_Task objective_
Rewrite every line of the items below as a numbered list, leaving out the blank lines.

▽

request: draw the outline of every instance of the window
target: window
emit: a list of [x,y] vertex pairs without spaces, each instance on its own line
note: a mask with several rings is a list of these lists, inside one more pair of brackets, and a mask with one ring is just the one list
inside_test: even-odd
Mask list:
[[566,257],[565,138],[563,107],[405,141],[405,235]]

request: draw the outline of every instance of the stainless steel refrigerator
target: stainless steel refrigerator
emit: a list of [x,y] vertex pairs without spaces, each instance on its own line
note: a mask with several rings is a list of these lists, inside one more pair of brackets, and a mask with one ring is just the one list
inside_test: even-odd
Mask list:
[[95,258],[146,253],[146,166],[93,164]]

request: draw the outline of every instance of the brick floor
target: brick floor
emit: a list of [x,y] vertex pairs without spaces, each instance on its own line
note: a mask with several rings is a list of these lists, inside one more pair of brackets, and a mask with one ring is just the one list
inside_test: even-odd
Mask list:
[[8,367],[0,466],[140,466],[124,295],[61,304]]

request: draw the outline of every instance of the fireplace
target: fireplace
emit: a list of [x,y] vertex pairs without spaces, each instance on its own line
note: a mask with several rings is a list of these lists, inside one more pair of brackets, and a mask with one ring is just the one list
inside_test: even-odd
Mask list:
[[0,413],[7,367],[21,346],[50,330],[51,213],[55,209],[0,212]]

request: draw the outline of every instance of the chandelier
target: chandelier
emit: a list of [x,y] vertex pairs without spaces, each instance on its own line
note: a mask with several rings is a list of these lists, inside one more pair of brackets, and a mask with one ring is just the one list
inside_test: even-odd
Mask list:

△

_Answer to the task_
1. request: draw the outline of every instance of the window
2. target: window
3. emit: a list of [x,y] vertex pairs without spaces, each instance on its own line
4. note: a mask with several rings is a list of these lists, inside one more pair of brackets, and a mask with one ring is just the one list
5. inside_test: even-odd
6. Mask list:
7. [[566,257],[565,138],[563,107],[405,141],[405,235]]
8. request: draw the outline of every instance of the stainless steel refrigerator
9. target: stainless steel refrigerator
10. emit: a list of [x,y] vertex pairs without spaces, each instance on its own line
11. note: a mask with several rings is a list of these lists, inside one more pair of brackets, and a mask with one ring is just the one list
12. inside_test: even-odd
13. Mask list:
14. [[95,258],[146,253],[146,166],[93,164]]
15. request: draw the outline of every instance of the brick floor
16. target: brick floor
17. emit: a list of [x,y] vertex pairs without spaces, each instance on its own line
18. note: a mask with several rings is a list of these lists, inside one more pair of brackets, and a mask with one ring is just the one list
19. inside_test: even-odd
20. Mask list:
21. [[8,367],[0,466],[140,466],[124,295],[61,304]]
22. request: draw the outline of every instance of the fireplace
23. target: fireplace
24. emit: a list of [x,y] vertex pairs without spaces, each instance on its own line
25. note: a mask with several rings is a list of these lists, inside one more pair of brackets, and a mask with one ring is just the one list
26. inside_test: even-odd
27. Mask list:
28. [[0,413],[7,367],[21,346],[50,330],[51,213],[55,209],[0,212]]
29. request: draw the outline of every instance of the chandelier
30. target: chandelier
31. emit: a list of [x,y] vertex pairs without spaces, each instance on its own line
32. note: a mask with several rings is a list of these lists, inside one more pair of brackets, and a mask with one ring is just the one list
33. inside_test: even-odd
34. Mask list:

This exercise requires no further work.